# Written request a
In the excerpt about Frederick West, where was West cremated?

— Start of Supplied text —

In March 1995, shortly after his wife had been formally committed for trial on ten counts of murder – having been charged with the murder of her stepdaughter Charmaine in addition to the nine original charges – Frederick West’s body was released for burial. And then two final twists took place in the story of his life.
At ten o’clock in the morning of Wednesday 29 March 1995, West was cremated at Cranley Crematorium in Coventry while a fist-fight raged between reporters and photographers from two rival newspapers. Only Stephen, Mae and Tara West were present to represent the family, although Anne Marie arrived some time after the service.Then, on Friday 3 November, on the very day that four extracts from their father’s interviews with the police were played to the jury at their mother’s trial, Stephen West decided to carry out his father’s wishes and scatter his ashes on the graves of Walter and Daisy West in the churchyard at Much Marcle. In the early hours of the following morning, in an effort to avoid the attentions of the press, he set off with Anne Marie for the Herefordshire village where his father’s life had begun.
There, in the still darkness of a winter’s night, the final drama of West’s life was played out between two of his children. On the way to Much Marcle, Anne Marie told her stepbrother to stop the car, she then grabbed the urn containing her father’s ashes from the back seat and ran off into the darkness. (She later claimed that she wanted to pour her father’s ashes into the same urn that contained the ashes of her mother Rena and stepsister Charmaine.) Stephen West gave chase, and tried unsuccessfully to locate her in the darkness. Finally, he called the police, and a police helicopter found his stepsister in the countryside. His father’s ashes were returned to him, and once again he set off with his stepsister for Much Marcle churchyard. On the way, she seized the urn for a second time and once more disappeared into the darkness. But this time she did not return. Stephen West wrote later:‘She said she’s got this little room in the house with a low-wattage bulb and she’s got the ashes in a corner with other memorabilia.’
Secrets at the dead of night, mysteries to fog the imagination – even in death they were still the stuff of Frederick West’s life. He had taken with him to his grave the secrets of the deaths of so many young women. One of the most disquieting was the fifteen-year-old waitress Mary Bastholm, who went missing at the beginning of 1968. Throughout his initial police interviews West insisted, ‘I have never known the girl, never spoke to the girl in me life’, even though there is considerable evidence that not only was she an acquaintance of Ann McFall, who used to spend time with her at the Pop-In café in Gloucester before her own disappearance in 1967, but she was repeatedly seen with West himself.‘I’m telling you straight, there ain’t no messing, I never knew Mary,’ he continued to protest. It was a tooth that he did not intend to have pulled by the team of investigating officers until he was good and ready. Indeed there are accusations even in recent times, that he indulged his depraved obsessions with child abuse while he was working as an ice-cream seller in Glasgow, the abundance of children as his customers affording him many opportunities, and the accidental death of the three-year-old child he ran over, being a convenient way of ending a troublesome witness to his activities.

— End of Supplied text —

# Written request b
Copy out the point placement rows verbatim, starting with the line containing "indicate the jagged" and going on through the line containing "column 366, row 433".

— Start of Material for the task —

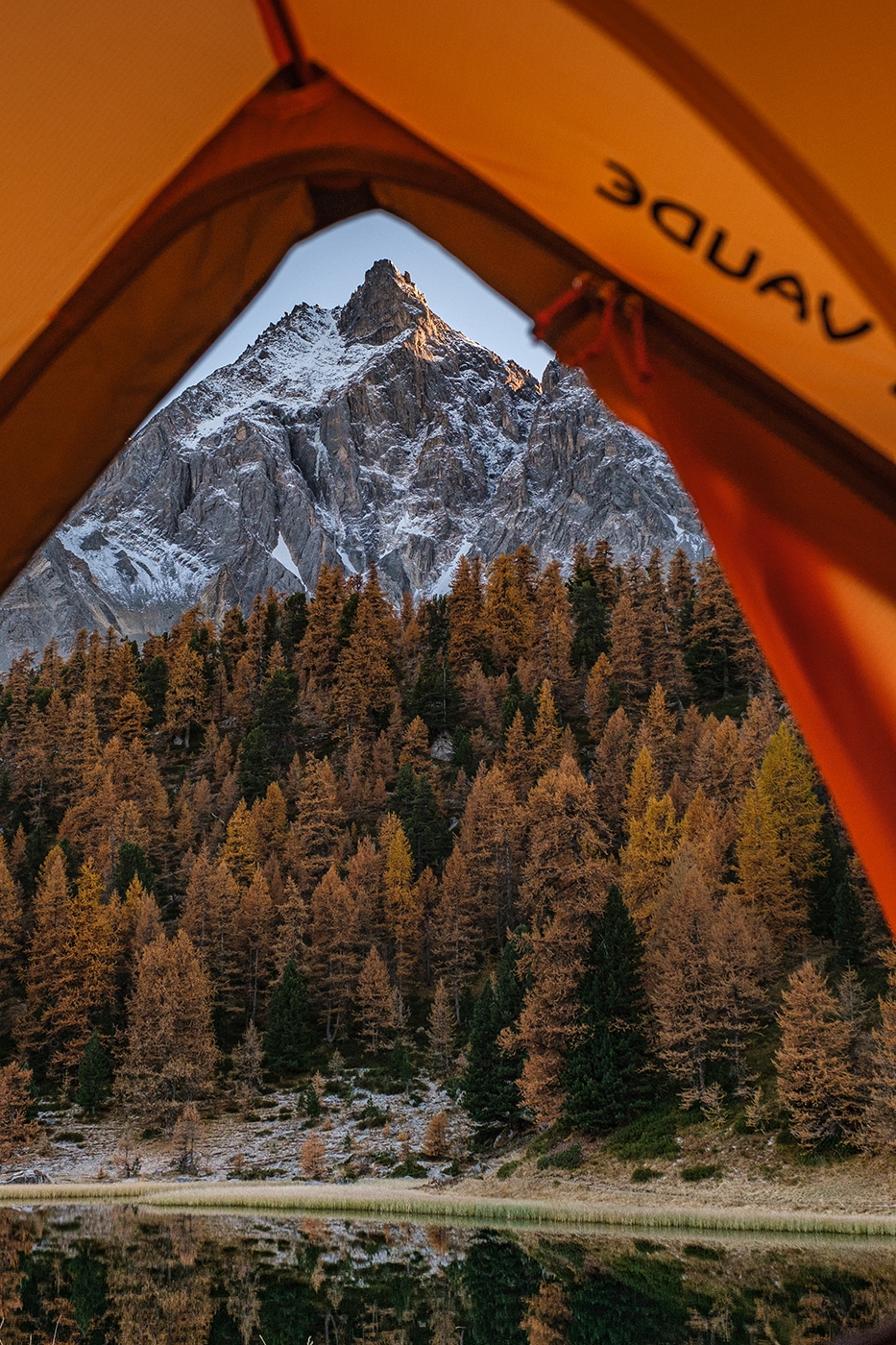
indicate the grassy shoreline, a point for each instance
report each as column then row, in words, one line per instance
column 390, row 1200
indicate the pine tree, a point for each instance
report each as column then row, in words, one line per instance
column 492, row 1078
column 186, row 693
column 815, row 1078
column 287, row 1025
column 718, row 648
column 607, row 1079
column 588, row 612
column 453, row 927
column 171, row 1051
column 465, row 615
column 627, row 651
column 611, row 772
column 254, row 939
column 11, row 931
column 319, row 646
column 94, row 1075
column 442, row 1029
column 365, row 674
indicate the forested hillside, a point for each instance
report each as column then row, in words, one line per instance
column 554, row 840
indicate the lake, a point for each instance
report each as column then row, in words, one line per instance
column 130, row 1275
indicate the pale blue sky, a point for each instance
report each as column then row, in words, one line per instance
column 326, row 268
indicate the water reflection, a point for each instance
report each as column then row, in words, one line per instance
column 132, row 1275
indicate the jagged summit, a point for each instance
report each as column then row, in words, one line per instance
column 383, row 306
column 366, row 432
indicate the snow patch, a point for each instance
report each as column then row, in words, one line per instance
column 282, row 554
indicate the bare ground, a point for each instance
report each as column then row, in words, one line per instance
column 254, row 1157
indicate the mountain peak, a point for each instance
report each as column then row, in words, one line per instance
column 383, row 306
column 366, row 433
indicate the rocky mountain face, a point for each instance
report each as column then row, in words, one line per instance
column 368, row 432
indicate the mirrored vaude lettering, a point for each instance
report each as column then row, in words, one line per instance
column 690, row 229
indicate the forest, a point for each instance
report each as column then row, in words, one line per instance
column 553, row 840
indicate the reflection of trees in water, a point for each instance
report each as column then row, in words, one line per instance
column 134, row 1277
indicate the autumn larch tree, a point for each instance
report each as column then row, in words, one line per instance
column 401, row 905
column 453, row 927
column 490, row 840
column 815, row 1076
column 708, row 959
column 334, row 950
column 779, row 844
column 507, row 612
column 607, row 1078
column 186, row 693
column 171, row 1053
column 16, row 1130
column 254, row 939
column 375, row 1001
column 442, row 1029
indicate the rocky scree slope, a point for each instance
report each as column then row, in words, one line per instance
column 368, row 432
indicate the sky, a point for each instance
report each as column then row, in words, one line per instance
column 326, row 268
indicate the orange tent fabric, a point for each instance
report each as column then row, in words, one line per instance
column 724, row 170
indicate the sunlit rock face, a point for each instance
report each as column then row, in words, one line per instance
column 368, row 432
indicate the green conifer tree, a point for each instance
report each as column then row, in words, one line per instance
column 133, row 864
column 94, row 1075
column 490, row 1082
column 287, row 1036
column 607, row 1076
column 255, row 764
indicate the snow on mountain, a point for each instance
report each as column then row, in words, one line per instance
column 369, row 432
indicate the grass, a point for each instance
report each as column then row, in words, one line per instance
column 651, row 1136
column 569, row 1159
column 423, row 1206
column 701, row 1172
column 642, row 1174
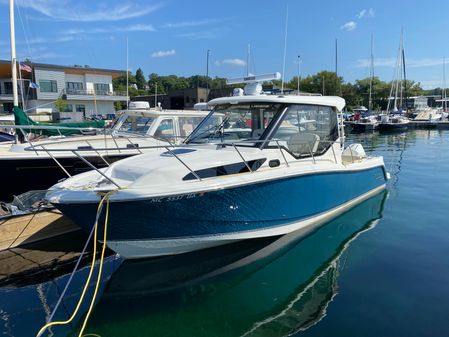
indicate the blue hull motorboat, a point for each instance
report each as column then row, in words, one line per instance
column 257, row 166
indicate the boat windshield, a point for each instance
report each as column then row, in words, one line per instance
column 235, row 122
column 135, row 124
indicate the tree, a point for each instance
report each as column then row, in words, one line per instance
column 140, row 79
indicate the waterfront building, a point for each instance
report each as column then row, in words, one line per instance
column 86, row 91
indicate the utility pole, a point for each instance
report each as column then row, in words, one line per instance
column 299, row 70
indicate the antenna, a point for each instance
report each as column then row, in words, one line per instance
column 253, row 83
column 285, row 51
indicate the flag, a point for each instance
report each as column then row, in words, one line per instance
column 25, row 67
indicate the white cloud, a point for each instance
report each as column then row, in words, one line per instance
column 163, row 53
column 234, row 62
column 183, row 24
column 64, row 10
column 348, row 26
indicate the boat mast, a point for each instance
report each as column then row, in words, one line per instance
column 443, row 93
column 13, row 54
column 405, row 75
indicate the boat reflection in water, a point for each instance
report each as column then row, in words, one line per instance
column 33, row 277
column 258, row 287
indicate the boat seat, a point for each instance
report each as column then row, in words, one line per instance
column 303, row 143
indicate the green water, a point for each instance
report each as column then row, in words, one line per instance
column 380, row 269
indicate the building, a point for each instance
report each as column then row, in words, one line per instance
column 86, row 91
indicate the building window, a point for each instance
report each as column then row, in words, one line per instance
column 101, row 88
column 48, row 86
column 68, row 108
column 73, row 87
column 80, row 108
column 8, row 88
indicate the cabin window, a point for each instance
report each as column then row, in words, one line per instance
column 188, row 124
column 165, row 130
column 307, row 129
column 48, row 86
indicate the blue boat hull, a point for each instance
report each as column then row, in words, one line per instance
column 253, row 207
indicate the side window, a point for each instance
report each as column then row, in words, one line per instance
column 188, row 124
column 166, row 130
column 307, row 129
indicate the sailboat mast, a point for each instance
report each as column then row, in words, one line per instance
column 443, row 94
column 13, row 54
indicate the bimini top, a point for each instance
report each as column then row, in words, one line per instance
column 333, row 101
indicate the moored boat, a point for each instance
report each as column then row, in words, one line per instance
column 32, row 165
column 257, row 166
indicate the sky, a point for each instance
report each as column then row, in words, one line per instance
column 173, row 36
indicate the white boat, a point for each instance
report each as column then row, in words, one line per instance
column 31, row 165
column 250, row 169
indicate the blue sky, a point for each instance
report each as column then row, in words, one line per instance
column 172, row 37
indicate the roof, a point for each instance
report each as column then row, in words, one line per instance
column 333, row 101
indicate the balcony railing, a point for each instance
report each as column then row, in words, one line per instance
column 90, row 92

— End of Material for the task —

# Exercise solution a
At Cranley Crematorium in Coventry.

# Exercise solution b
indicate the jagged summit, a point for each instance
report each as column then row, in words, one line per instance
column 383, row 306
column 366, row 432
indicate the snow patch, a point for each instance
report each as column then row, in words, one line per instance
column 282, row 554
indicate the bare ground, a point for each instance
report each as column then row, in words, one line per instance
column 254, row 1157
indicate the mountain peak, a point for each instance
report each as column then row, in words, one line per instance
column 383, row 306
column 366, row 433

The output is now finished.